PAGE TEXT:
---

When μ has a normal distribution or a uniform distribution and σ has a uniform distribution (Conditions 3 and 6), no matter whether the priors are around the true parameters, with wider and less informative prior distributions, the median Bayes factor changes from supporting the alternative hypothesis to supporting the null hypothesis. More specifically, the median Bayes factor is in favor of the alternative hypothesis when a = 0.1 or 1 (b equals the corresponding values), and is in favor of the null hypothesis when a = 102 or 104. When a is 10 and b is \(\sqrt {10}\) in the uniform prior on σ, neither of the hypotheses is supported based on the median Bayes factor. As expected, when the prior distributions are noninformative, extreme μ and σ2 provide likelihoods that are nearly 0 and thus lower the marginal likelihoods under the alternative hypothesis. As a result, B10 is very small, and the null hypothesis always gets supported. On the other hand, when the prior distributions on μ and σ2 are near the true parameters (a = 0.1 or 1, cμ = 0.5, and cσ = 1), the likelihoods from the drawn μ and σ2 would be larger than those from μ = 0, thus it is not surprising to find that the median Bayes factors support the alternative hypothesis when the alternative hypothesis is true (see the solid squares in Conditions 3 and 6 of Fig. 2). It is surprising to find that the confident wrong priors (a = 0.1, cμ = 0, and \(c_{\sigma }=\frac {b}{2}\)) yield even larger median B10 than the confident true priors (a = 0.1, cμ = 0.5, and cσ = 1). Based on the simulation, although the confident true priors provide much larger marginal likelihoods under both the null hypothesis and alternative hypothesis since the true μ and σ2 get covered by the priors, the increase of the marginal likelihoods under the null hypothesis is larger than that under the alternative hypothesis. As a result, B10 from the confident true prior is lower than that from the confident wrong prior. When the variance of the prior distributions gets larger and the prior distributions become more noninformative and spread out, the prior distributions with cμ = 0.5 and cσ = 1 are not very different from the prior distributions with cμ = 0 and \(c_{\sigma }=\frac {b}{2}\), and the resulting Bayes factors from the “true priors” and “wrong priors” tend to be the same (i.e., the solid squares overlapped with the hollow circles).

---

GIVEN REQUEST: Which values does the Bayes factor passage give for cμ and for cσ? List each one. The rows that follow come from a different source than the passage above.

---

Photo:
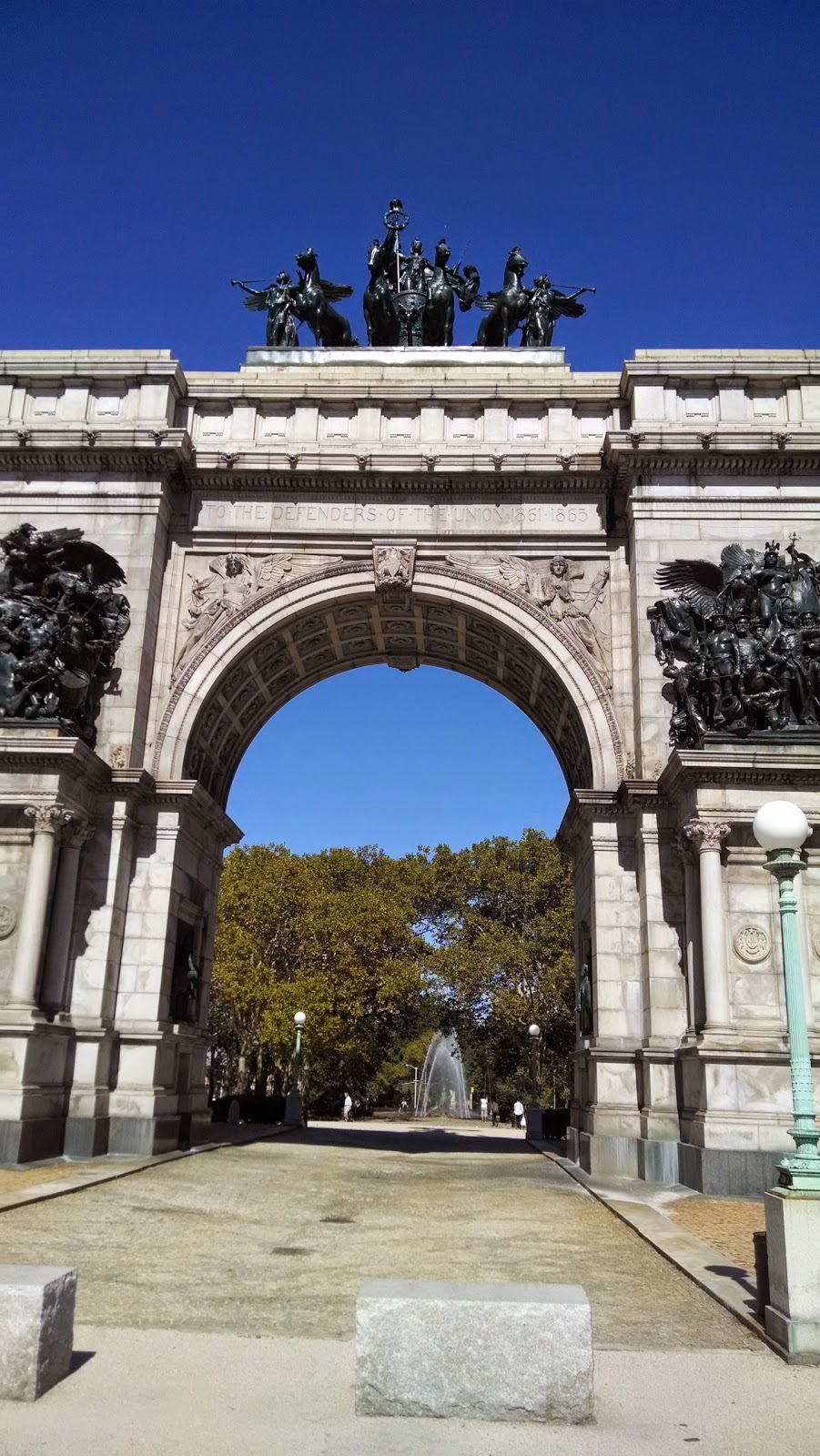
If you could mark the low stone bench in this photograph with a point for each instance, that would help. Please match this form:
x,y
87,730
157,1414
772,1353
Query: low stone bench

---

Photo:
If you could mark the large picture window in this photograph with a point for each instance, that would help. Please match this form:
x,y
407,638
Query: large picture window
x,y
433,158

---

TASK RESULT:
cμ = 0.5
cμ = 0
cσ = 1
cσ = b/2